Set out all the records below as a numbered list. Skip blank lines and leave the pictures out.

Point labeling records

========

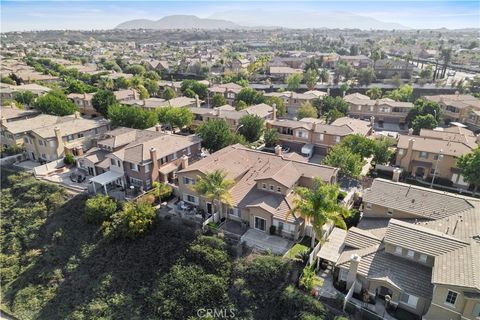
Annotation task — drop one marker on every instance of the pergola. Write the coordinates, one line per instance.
(104, 179)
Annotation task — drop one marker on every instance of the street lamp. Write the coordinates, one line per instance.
(439, 157)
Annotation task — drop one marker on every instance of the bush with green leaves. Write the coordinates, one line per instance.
(100, 208)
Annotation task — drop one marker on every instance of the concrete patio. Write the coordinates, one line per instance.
(262, 241)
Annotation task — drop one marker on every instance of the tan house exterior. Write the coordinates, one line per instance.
(419, 246)
(262, 193)
(420, 155)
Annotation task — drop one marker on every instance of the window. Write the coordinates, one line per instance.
(451, 297)
(409, 299)
(260, 223)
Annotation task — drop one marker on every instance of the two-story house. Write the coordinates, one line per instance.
(299, 135)
(262, 194)
(434, 153)
(418, 246)
(389, 114)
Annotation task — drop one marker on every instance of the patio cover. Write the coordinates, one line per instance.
(106, 177)
(333, 247)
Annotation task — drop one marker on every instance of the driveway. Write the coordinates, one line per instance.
(265, 242)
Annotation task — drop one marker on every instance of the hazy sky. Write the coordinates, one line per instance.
(41, 15)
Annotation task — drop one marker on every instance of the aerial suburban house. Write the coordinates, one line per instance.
(230, 114)
(462, 108)
(435, 152)
(138, 158)
(308, 137)
(262, 193)
(293, 101)
(419, 246)
(228, 90)
(388, 114)
(71, 135)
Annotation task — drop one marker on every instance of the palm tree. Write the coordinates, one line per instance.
(319, 206)
(215, 187)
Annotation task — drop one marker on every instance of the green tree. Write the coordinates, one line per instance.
(218, 100)
(293, 81)
(469, 165)
(215, 134)
(131, 117)
(215, 186)
(134, 220)
(168, 94)
(307, 111)
(319, 205)
(99, 208)
(342, 157)
(103, 100)
(271, 137)
(366, 76)
(310, 78)
(374, 93)
(25, 97)
(251, 127)
(279, 104)
(55, 103)
(423, 122)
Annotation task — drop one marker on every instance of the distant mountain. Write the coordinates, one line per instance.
(305, 19)
(178, 22)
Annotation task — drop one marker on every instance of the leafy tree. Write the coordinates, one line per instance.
(241, 105)
(168, 94)
(135, 69)
(100, 208)
(215, 186)
(271, 137)
(307, 111)
(250, 96)
(218, 100)
(251, 127)
(189, 86)
(374, 93)
(423, 122)
(293, 81)
(280, 105)
(103, 100)
(310, 78)
(215, 134)
(25, 97)
(469, 165)
(366, 76)
(131, 117)
(55, 103)
(319, 205)
(134, 220)
(175, 117)
(342, 157)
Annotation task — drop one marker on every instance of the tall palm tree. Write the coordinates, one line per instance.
(215, 187)
(319, 206)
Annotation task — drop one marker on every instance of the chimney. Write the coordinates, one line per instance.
(197, 101)
(278, 150)
(184, 162)
(352, 272)
(396, 174)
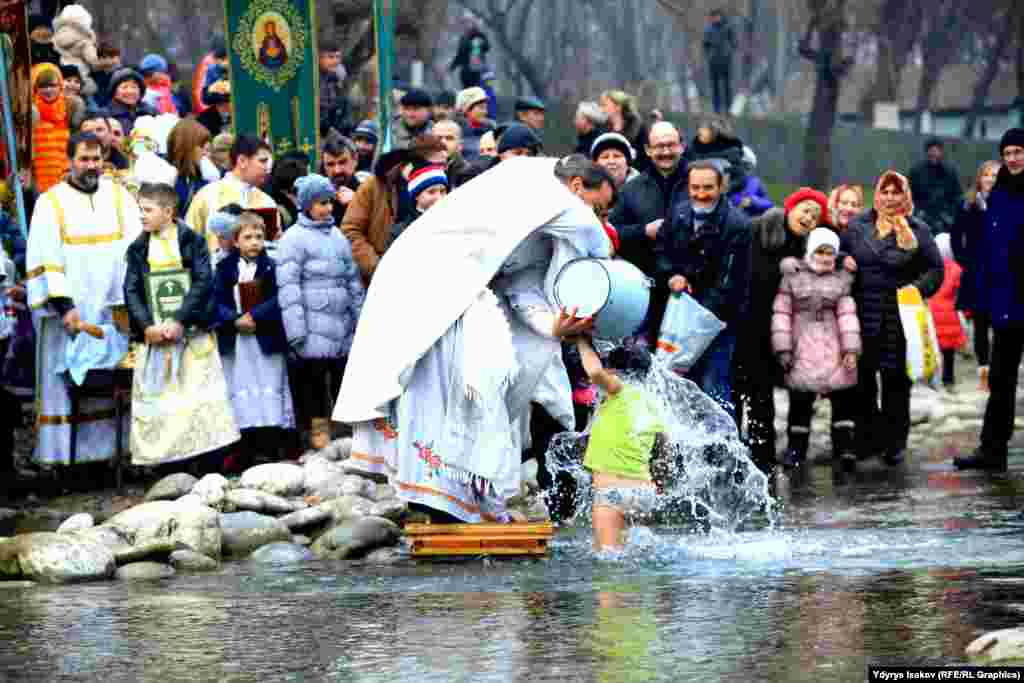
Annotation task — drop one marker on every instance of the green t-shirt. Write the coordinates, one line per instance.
(623, 434)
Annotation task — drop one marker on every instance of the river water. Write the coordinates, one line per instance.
(894, 567)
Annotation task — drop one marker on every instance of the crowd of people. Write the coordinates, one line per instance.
(242, 276)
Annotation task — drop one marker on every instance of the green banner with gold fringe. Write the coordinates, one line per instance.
(274, 69)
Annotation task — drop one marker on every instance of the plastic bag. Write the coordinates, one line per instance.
(924, 359)
(687, 330)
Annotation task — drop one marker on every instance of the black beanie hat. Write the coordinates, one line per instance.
(1012, 138)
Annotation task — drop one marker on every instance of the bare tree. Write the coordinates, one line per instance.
(827, 23)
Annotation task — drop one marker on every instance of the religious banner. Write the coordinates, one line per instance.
(14, 34)
(271, 45)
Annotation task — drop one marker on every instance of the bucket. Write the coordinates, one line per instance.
(614, 292)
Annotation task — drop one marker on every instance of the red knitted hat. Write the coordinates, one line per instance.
(805, 194)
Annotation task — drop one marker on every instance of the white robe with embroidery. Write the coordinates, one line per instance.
(77, 250)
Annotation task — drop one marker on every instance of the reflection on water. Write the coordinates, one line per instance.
(882, 568)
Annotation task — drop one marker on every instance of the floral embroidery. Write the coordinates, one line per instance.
(426, 454)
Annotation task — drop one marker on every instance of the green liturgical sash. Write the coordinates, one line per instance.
(274, 73)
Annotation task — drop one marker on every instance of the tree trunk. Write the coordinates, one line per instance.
(984, 83)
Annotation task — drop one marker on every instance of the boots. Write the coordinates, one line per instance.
(796, 451)
(320, 433)
(989, 460)
(844, 451)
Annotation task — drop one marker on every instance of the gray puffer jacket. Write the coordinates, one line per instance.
(320, 289)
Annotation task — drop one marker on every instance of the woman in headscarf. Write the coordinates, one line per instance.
(893, 250)
(50, 128)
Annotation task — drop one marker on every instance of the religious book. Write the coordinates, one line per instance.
(166, 292)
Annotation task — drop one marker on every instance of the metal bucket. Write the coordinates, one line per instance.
(614, 292)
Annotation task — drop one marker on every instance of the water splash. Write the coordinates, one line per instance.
(713, 485)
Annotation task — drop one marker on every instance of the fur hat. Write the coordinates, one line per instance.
(426, 176)
(311, 188)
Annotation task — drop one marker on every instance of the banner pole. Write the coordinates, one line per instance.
(8, 124)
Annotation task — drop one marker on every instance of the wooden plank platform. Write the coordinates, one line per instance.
(483, 539)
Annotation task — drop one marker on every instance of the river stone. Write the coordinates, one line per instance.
(58, 557)
(245, 531)
(282, 553)
(307, 517)
(195, 527)
(79, 522)
(187, 560)
(144, 571)
(1005, 645)
(258, 501)
(211, 489)
(356, 538)
(394, 510)
(171, 487)
(278, 478)
(347, 507)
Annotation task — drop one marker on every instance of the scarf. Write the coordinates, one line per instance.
(55, 112)
(895, 221)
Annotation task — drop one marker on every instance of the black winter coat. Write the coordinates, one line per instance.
(716, 262)
(882, 268)
(197, 310)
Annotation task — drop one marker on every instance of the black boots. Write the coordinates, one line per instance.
(796, 452)
(990, 460)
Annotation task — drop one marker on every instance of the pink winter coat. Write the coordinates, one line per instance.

========

Correct output>
1. Annotation task — drop one marker on every instance of the pergola. Write the coordinates, one line per instance.
2. (104, 179)
3. Annotation task — drop one marker on every instance of the street lamp. Write the coordinates, one line per instance.
4. (439, 157)
5. Annotation task — drop one marker on every instance of the bush with green leaves. Write the coordinates, one line per instance.
6. (100, 208)
7. Annotation task — drop one marker on every instance of the concrete patio. Write the coordinates, one line per instance.
8. (262, 241)
9. Annotation task — drop one marker on every instance of the tan house exterior. Write the coordinates, one line per instance.
10. (419, 246)
11. (262, 193)
12. (420, 155)
13. Annotation task — drop one marker on every instance of the window. Write the coordinates, one line per instance.
14. (451, 297)
15. (409, 299)
16. (260, 223)
17. Annotation task — drop one marker on every instance of the two-story house. Write the coordinates, one line per instance.
18. (299, 135)
19. (262, 194)
20. (434, 153)
21. (418, 246)
22. (389, 114)
23. Annotation task — drop one marker on every instance of the patio cover. Write the coordinates, one line per instance.
24. (106, 177)
25. (333, 247)
26. Annotation task — drop one marker on every instance of the driveway. Write the coordinates, one line per instance.
27. (265, 242)
28. Annotation task — drop one marker on every instance of the hazy sky. Write the coordinates, one line per instance.
29. (41, 15)
30. Annotation task — drop one marker on every instance of the aerial suburban house. Write the coordinates, one line per instance.
31. (230, 114)
32. (462, 108)
33. (435, 152)
34. (138, 158)
35. (308, 137)
36. (262, 193)
37. (293, 101)
38. (419, 246)
39. (228, 90)
40. (388, 114)
41. (71, 135)
42. Annotation task — drop one marker on every instance of the palm tree. Write the coordinates, one line per instance.
43. (319, 206)
44. (215, 187)
45. Annotation task — drop one marker on every instance of the green tree. Write the coordinates, one line per instance.
46. (218, 100)
47. (293, 81)
48. (469, 165)
49. (215, 134)
50. (131, 117)
51. (215, 186)
52. (134, 220)
53. (168, 94)
54. (307, 111)
55. (319, 205)
56. (99, 208)
57. (342, 157)
58. (103, 100)
59. (271, 137)
60. (366, 76)
61. (310, 78)
62. (374, 93)
63. (25, 97)
64. (251, 127)
65. (279, 104)
66. (55, 103)
67. (423, 122)
68. Annotation task — drop one marker on every instance of the distant mountain. Write the coordinates, one line per instance.
69. (305, 19)
70. (178, 22)
71. Annotation task — drop one marker on every instance of the leafy tree. Write the coordinates, one line per instance.
72. (241, 105)
73. (168, 94)
74. (135, 69)
75. (100, 208)
76. (215, 186)
77. (271, 137)
78. (307, 111)
79. (250, 96)
80. (218, 100)
81. (251, 127)
82. (189, 86)
83. (374, 93)
84. (423, 122)
85. (293, 81)
86. (280, 105)
87. (103, 100)
88. (310, 78)
89. (215, 134)
90. (25, 97)
91. (469, 165)
92. (366, 76)
93. (131, 117)
94. (55, 103)
95. (319, 205)
96. (134, 220)
97. (175, 117)
98. (342, 157)
99. Annotation task — drop one marker on every instance of the tall palm tree. Write the coordinates, one line per instance.
100. (215, 187)
101. (319, 206)
102. Annotation task — drop one marker on every instance of the chimney. Write the coordinates, one line per instance.
103. (197, 101)
104. (278, 150)
105. (184, 162)
106. (352, 272)
107. (396, 174)
108. Annotation task — drop one marker on every instance of the green t-shirt. Write the coordinates, one line per instance.
109. (623, 434)
110. Annotation task — drop one marker on every instance of the river water. Write the coordinates, one line per instance.
111. (894, 567)
112. Annotation task — drop one marker on every instance of the crowd of people. Write the coordinates, one line per instance.
113. (242, 276)
114. Annotation task — drop one marker on every instance of the green banner with gold fringe. Write the coordinates, one line per instance.
115. (274, 69)
116. Annotation task — drop one marker on every instance of the plastic bag. Write the coordinates, one line per instance.
117. (924, 359)
118. (687, 330)
119. Annotation task — drop one marker on every instance of the black beanie hat. Write the coordinates, one line per instance.
120. (1012, 138)
121. Annotation task — drop one marker on every instance of the bare tree. Write the coordinates, one line per instance.
122. (827, 23)
123. Annotation task — drop one marker on every instance of the religious banner. Write the coordinates, one line per instance.
124. (14, 34)
125. (271, 45)
126. Annotation task — drop one marker on every instance of the bucket. Write the coordinates, one line per instance.
127. (614, 292)
128. Annotation task — drop one marker on every instance of the red knitted hat. Write the coordinates, one line per instance.
129. (805, 194)
130. Annotation task — drop one marker on every instance of the white robe with embroidery. Write the coordinates, one line per instance.
131. (77, 250)
132. Annotation task — drop one marker on every instance of the reflection on water. Write the coordinates, one line per instance.
133. (882, 568)
134. Annotation task — drop one marker on every instance of the floral embroidery. Write the coordinates, one line per instance.
135. (426, 454)
136. Annotation task — drop one marker on every instance of the green liturgical sash. Write the coordinates, one line per instance.
137. (274, 73)
138. Annotation task — drop one marker on every instance of the tree trunk. Write the coordinates, one line per instance.
139. (984, 83)
140. Annotation task — drop one marker on every instance of the boots. Write the coordinates, one line per instance.
141. (796, 451)
142. (320, 433)
143. (989, 460)
144. (844, 451)
145. Annotation task — drop one marker on every instance of the gray puffer jacket. Write the coordinates, one line per instance.
146. (320, 289)
147. Annotation task — drop one marker on every instance of the woman in headscarf. Write the coordinates, one line per instance.
148. (893, 250)
149. (50, 128)
150. Annotation task — drop one marker on every instance of the religious book. Write the coordinates, one line per instance.
151. (166, 292)
152. Annotation task — drop one marker on every instance of the metal bucket. Write the coordinates, one line per instance.
153. (614, 292)
154. Annotation task — drop one marker on every instance of the water splash. Write the coordinates, one line per instance.
155. (713, 485)
156. Annotation task — drop one marker on every instance of the fur hat. Write the coordinates, one line per instance.
157. (426, 176)
158. (311, 188)
159. Annotation task — drop one marker on every instance of the banner pole. Write the coordinates, one line per instance.
160. (8, 124)
161. Annotation task — drop one marker on every instance of the wooden plank platform. Write the coordinates, one line per instance.
162. (483, 539)
163. Annotation task — drop one marker on every instance of the river stone. Write the coordinates, one line per instance.
164. (58, 557)
165. (245, 531)
166. (282, 553)
167. (307, 517)
168. (195, 527)
169. (79, 522)
170. (187, 560)
171. (144, 571)
172. (1005, 645)
173. (258, 501)
174. (211, 489)
175. (356, 538)
176. (394, 510)
177. (171, 487)
178. (278, 478)
179. (347, 507)
180. Annotation task — drop one marker on every instance of the scarf. Write the coordinates, one line per instance.
181. (55, 112)
182. (895, 221)
183. Annotation task — drop one marker on every instance of the black winter coat. Write the coordinates, one line per instance.
184. (716, 262)
185. (882, 268)
186. (197, 310)
187. Annotation task — drop one marker on every instance of the black boots. Write the coordinates, one line per instance.
188. (796, 452)
189. (990, 460)
190. Annotation task — drop one marker on every instance of the pink winter coat. Write the coordinates, one line per instance.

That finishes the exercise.